> EXERCISE AIM: Update the data below by swapping each "Query" for "Target" and leaving every other line untouched.

** begin THE INPUT **

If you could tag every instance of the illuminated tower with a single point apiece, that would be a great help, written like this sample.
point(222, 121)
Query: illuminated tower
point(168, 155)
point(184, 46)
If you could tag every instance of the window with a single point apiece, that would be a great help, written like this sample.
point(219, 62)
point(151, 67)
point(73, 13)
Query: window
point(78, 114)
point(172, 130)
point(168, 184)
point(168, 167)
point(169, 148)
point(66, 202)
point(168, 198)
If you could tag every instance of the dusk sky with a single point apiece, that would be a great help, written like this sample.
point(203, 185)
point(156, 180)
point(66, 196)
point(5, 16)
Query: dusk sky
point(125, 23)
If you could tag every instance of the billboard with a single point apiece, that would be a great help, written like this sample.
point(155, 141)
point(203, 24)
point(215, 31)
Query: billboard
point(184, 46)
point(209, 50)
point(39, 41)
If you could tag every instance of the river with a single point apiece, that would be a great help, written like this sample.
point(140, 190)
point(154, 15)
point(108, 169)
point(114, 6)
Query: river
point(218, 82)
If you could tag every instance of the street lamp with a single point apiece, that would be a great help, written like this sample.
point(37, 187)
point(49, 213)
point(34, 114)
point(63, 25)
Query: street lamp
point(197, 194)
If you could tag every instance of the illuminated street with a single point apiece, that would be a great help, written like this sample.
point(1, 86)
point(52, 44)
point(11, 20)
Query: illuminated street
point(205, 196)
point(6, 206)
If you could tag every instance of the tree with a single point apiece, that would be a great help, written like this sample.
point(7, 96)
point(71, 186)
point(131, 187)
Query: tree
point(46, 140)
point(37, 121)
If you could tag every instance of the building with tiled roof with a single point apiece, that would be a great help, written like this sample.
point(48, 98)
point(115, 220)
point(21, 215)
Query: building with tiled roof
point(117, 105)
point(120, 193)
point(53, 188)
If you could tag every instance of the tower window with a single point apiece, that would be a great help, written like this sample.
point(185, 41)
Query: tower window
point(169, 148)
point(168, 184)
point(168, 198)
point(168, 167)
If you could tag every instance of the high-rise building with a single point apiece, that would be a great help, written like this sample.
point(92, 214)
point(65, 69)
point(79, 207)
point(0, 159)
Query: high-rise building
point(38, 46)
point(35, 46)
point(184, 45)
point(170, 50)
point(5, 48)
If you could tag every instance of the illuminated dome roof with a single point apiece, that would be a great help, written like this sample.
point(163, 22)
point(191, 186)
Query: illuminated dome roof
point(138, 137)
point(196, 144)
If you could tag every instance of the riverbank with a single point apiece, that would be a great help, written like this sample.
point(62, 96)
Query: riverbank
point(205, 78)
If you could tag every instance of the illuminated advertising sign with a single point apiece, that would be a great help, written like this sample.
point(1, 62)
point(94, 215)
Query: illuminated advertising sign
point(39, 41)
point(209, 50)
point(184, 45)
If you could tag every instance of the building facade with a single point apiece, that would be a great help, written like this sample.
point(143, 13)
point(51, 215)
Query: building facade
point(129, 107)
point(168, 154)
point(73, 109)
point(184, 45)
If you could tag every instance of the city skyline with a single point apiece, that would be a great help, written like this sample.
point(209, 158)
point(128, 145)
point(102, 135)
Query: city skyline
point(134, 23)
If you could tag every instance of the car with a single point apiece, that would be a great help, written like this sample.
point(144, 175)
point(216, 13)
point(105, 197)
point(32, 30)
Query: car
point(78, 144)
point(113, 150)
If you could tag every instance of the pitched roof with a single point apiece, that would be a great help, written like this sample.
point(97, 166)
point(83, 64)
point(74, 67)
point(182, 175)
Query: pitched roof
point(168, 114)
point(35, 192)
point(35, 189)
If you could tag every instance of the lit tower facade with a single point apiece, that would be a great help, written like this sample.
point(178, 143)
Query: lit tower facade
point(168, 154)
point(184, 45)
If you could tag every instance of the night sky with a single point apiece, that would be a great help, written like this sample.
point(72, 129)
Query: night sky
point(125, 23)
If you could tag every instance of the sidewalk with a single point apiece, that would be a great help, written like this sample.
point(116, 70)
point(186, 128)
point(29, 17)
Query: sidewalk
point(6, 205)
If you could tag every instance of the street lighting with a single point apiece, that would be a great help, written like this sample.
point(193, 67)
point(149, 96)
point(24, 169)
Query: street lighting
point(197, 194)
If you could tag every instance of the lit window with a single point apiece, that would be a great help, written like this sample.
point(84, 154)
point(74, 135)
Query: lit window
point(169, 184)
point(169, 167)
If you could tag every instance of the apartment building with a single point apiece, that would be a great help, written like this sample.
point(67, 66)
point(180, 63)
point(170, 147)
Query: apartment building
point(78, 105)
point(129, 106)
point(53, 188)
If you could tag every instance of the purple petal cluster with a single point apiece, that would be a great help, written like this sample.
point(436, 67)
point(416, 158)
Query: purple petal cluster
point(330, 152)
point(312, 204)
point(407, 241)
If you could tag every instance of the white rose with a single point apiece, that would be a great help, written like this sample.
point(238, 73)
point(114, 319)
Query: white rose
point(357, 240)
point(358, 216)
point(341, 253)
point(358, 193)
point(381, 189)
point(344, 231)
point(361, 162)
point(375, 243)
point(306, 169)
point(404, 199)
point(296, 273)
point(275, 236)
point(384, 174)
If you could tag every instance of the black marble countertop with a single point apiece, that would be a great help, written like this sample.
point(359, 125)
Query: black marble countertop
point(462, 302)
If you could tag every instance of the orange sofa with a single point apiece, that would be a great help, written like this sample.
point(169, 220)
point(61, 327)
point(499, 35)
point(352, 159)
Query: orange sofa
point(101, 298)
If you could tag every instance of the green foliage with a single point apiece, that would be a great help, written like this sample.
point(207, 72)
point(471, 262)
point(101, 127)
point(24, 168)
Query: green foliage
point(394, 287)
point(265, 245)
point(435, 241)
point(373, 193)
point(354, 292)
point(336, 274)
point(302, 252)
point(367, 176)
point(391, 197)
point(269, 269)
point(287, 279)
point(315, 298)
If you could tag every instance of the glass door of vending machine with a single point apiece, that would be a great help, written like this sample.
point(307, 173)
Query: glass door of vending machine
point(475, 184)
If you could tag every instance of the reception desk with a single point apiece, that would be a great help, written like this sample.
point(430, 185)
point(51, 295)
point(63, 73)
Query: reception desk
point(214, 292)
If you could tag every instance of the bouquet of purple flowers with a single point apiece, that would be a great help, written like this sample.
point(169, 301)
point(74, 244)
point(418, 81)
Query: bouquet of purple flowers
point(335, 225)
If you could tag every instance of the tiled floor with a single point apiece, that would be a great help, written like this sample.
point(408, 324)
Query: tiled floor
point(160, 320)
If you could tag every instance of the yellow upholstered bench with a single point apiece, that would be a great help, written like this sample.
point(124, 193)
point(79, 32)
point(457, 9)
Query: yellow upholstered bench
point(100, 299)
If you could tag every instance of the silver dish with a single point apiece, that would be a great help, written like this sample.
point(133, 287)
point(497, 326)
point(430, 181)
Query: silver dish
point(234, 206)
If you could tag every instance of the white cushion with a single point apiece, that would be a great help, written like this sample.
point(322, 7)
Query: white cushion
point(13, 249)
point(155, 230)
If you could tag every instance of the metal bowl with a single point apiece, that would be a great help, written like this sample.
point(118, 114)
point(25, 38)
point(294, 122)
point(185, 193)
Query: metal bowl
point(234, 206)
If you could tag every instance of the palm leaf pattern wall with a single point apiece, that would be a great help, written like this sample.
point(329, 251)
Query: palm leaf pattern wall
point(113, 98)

** end THE INPUT **

> CORRECT RESULT:
If you could tag every instance of the illuminated tower with a single point apiece, that would be a great help, written like this sample.
point(222, 121)
Target: illuminated tower
point(168, 155)
point(184, 46)
If you could tag every instance of the window with a single point apiece, that would be a great help, written like this sample.
point(219, 62)
point(151, 67)
point(73, 13)
Target: window
point(78, 114)
point(172, 130)
point(168, 184)
point(168, 167)
point(169, 148)
point(66, 202)
point(168, 198)
If you could tag every instance of the dusk sky with a single point apiece, that would be a great help, written like this sample.
point(203, 185)
point(156, 180)
point(66, 196)
point(5, 16)
Target: dusk sky
point(125, 23)
If you could tag every instance of the billboard with a single point apiece, that would be a great help, written like this sample.
point(155, 141)
point(203, 24)
point(215, 31)
Target: billboard
point(184, 46)
point(209, 50)
point(39, 41)
If you could tag every instance of the river with a single point apiece, that would be a great help, written like this sample.
point(140, 190)
point(154, 15)
point(108, 169)
point(114, 6)
Target: river
point(218, 82)
If you could tag every instance of the street lamp with a single point apiece, that would be a great help, written like this sample.
point(37, 187)
point(49, 213)
point(34, 114)
point(63, 25)
Target: street lamp
point(197, 194)
If you could tag every instance of the illuminated street with a single point apiece, that would be a great help, written like this sample.
point(1, 86)
point(52, 44)
point(11, 20)
Target: illuminated street
point(205, 196)
point(6, 206)
If you could tag every instance of the tree with a single point apiece, that would be a great help, written like this sample.
point(7, 96)
point(71, 186)
point(131, 187)
Target: tree
point(46, 140)
point(37, 121)
If you could tag every instance of the building with tiled roof with a single point apiece, that would be a great help, written like this sample.
point(48, 98)
point(115, 220)
point(21, 215)
Target: building with tiled roof
point(117, 105)
point(120, 193)
point(53, 188)
If you could tag every instance of the tower window with a single point apiece, that would be a great help, written like this sample.
point(185, 41)
Target: tower window
point(169, 148)
point(168, 184)
point(168, 198)
point(168, 167)
If you could tag every instance of the high-rise building with a single point apiece, that would be a great help, written like this sample.
point(92, 214)
point(65, 69)
point(79, 207)
point(0, 159)
Target: high-rise building
point(38, 46)
point(35, 46)
point(184, 45)
point(170, 50)
point(5, 48)
If you could tag every instance of the illuminated dome roof with a single point apiece, that would be a great help, written like this sample.
point(163, 22)
point(191, 186)
Target: illuminated dome roof
point(138, 137)
point(196, 144)
If you could tag every instance of the riverbank with a single point apiece, that would be a great help, written like this sample.
point(62, 96)
Target: riverbank
point(205, 78)
If you could tag every instance of the illuminated advertising sign with a single point apiece, that would be a great help, written like this sample.
point(1, 62)
point(94, 215)
Target: illuminated advertising sign
point(39, 41)
point(209, 50)
point(184, 45)
If you could tag every instance of the building facade with a single point apiece, that would be a great help, written like this sample.
point(143, 13)
point(51, 215)
Target: building facade
point(129, 107)
point(168, 154)
point(73, 109)
point(184, 45)
If you could tag every instance of the city skyline with a single point apiece, that would be a great help, written like this sample.
point(209, 158)
point(128, 145)
point(102, 135)
Target: city skyline
point(134, 23)
If you could tag every instance of the car with a single point apiece, that would be a great help, written like this sample.
point(144, 175)
point(216, 13)
point(105, 197)
point(32, 30)
Target: car
point(78, 144)
point(113, 150)
If you could tag every instance of the pitched roof with a single point apiece, that would be a great help, written like this sample.
point(97, 166)
point(83, 64)
point(74, 67)
point(182, 175)
Target: pitched roof
point(168, 114)
point(35, 192)
point(35, 189)
If you could tag every instance of the lit tower facade with a single point apiece, that would be a great help, written like this sample.
point(178, 143)
Target: lit tower facade
point(168, 154)
point(184, 45)
If you could tag every instance of the night sky with a single point apiece, that would be a great help, written like this sample.
point(72, 129)
Target: night sky
point(125, 23)
If you could tag every instance of the sidewalk with a single point apiece, that would be a great help, written like this sample.
point(116, 70)
point(186, 128)
point(29, 17)
Target: sidewalk
point(6, 205)
If you could tag every instance of the street lighting with a single point apiece, that would be a great help, written like this sample.
point(193, 67)
point(149, 96)
point(24, 169)
Target: street lighting
point(197, 194)
If you could tag every instance of the lit window with a single point apiece, that would be a great help, written like this sample.
point(84, 154)
point(74, 135)
Target: lit window
point(169, 184)
point(169, 167)
If you could tag every instance of the apartment building with a single point apiece, that would be a great help, written like this sample.
point(67, 66)
point(180, 63)
point(170, 147)
Target: apartment building
point(78, 105)
point(129, 106)
point(53, 188)
If you could tag every instance of the purple petal cluster with a single point apiece, that would be a great help, written like this sample.
point(436, 67)
point(416, 158)
Target: purple petal cluster
point(330, 152)
point(312, 204)
point(407, 241)
If you could tag every instance of the white rose with a single point apiece, that would be a great help, written like this sample.
point(238, 73)
point(114, 319)
Target: white rose
point(357, 240)
point(358, 216)
point(341, 253)
point(358, 193)
point(381, 189)
point(344, 231)
point(361, 162)
point(375, 243)
point(306, 169)
point(404, 199)
point(296, 273)
point(275, 236)
point(384, 174)
If you could tag every instance of the black marble countertop with a single point apiece, that would be a great help, written like this sample.
point(359, 125)
Target: black marble countertop
point(462, 302)
If you could tag every instance of the orange sofa with a single point apiece, that would be a great help, written like this sample.
point(169, 220)
point(61, 327)
point(499, 35)
point(352, 159)
Target: orange sofa
point(101, 298)
If you could tag every instance of the green foliage with a single point apiece, that would be a great help, written like this sample.
point(207, 72)
point(471, 262)
point(101, 127)
point(24, 168)
Target: green foliage
point(394, 287)
point(265, 245)
point(435, 241)
point(373, 193)
point(354, 292)
point(336, 274)
point(302, 252)
point(367, 176)
point(391, 197)
point(269, 269)
point(287, 279)
point(315, 298)
If you could tag every instance of the glass door of vending machine with a single point apiece, that would be a great help, written like this sample.
point(307, 173)
Target: glass door of vending machine
point(475, 184)
If you could tag every instance of the reception desk with a single point apiece, that would be a great help, written like this sample.
point(430, 185)
point(51, 295)
point(63, 73)
Target: reception desk
point(214, 292)
If you could tag every instance of the bouquet of purple flowers with a single point apiece, that would be a great help, written like this sample.
point(169, 301)
point(74, 244)
point(418, 81)
Target: bouquet of purple flowers
point(335, 225)
If you could tag every instance of the tiled floor with a single point apiece, that would be a great help, written like this sample.
point(408, 324)
Target: tiled floor
point(160, 320)
If you could tag every instance of the yellow upholstered bench with a single point apiece, that would be a great help, written like this sample.
point(124, 193)
point(79, 32)
point(457, 9)
Target: yellow upholstered bench
point(100, 299)
If you could tag every instance of the silver dish with a single point apiece, that would be a great help, written like this sample.
point(133, 287)
point(497, 326)
point(430, 181)
Target: silver dish
point(234, 206)
If you could tag every instance of the white cushion with a single point apiece, that would be a great help, written like this sample.
point(322, 7)
Target: white cushion
point(13, 249)
point(155, 230)
If you could tag every instance of the metal bowl with a single point apiece, that would be a great help, written like this sample.
point(118, 114)
point(25, 38)
point(294, 122)
point(185, 193)
Target: metal bowl
point(234, 206)
If you could tag every instance of the palm leaf pattern wall with a single point apiece, that would be a great help, written like this sample.
point(329, 251)
Target: palm leaf pattern wall
point(113, 98)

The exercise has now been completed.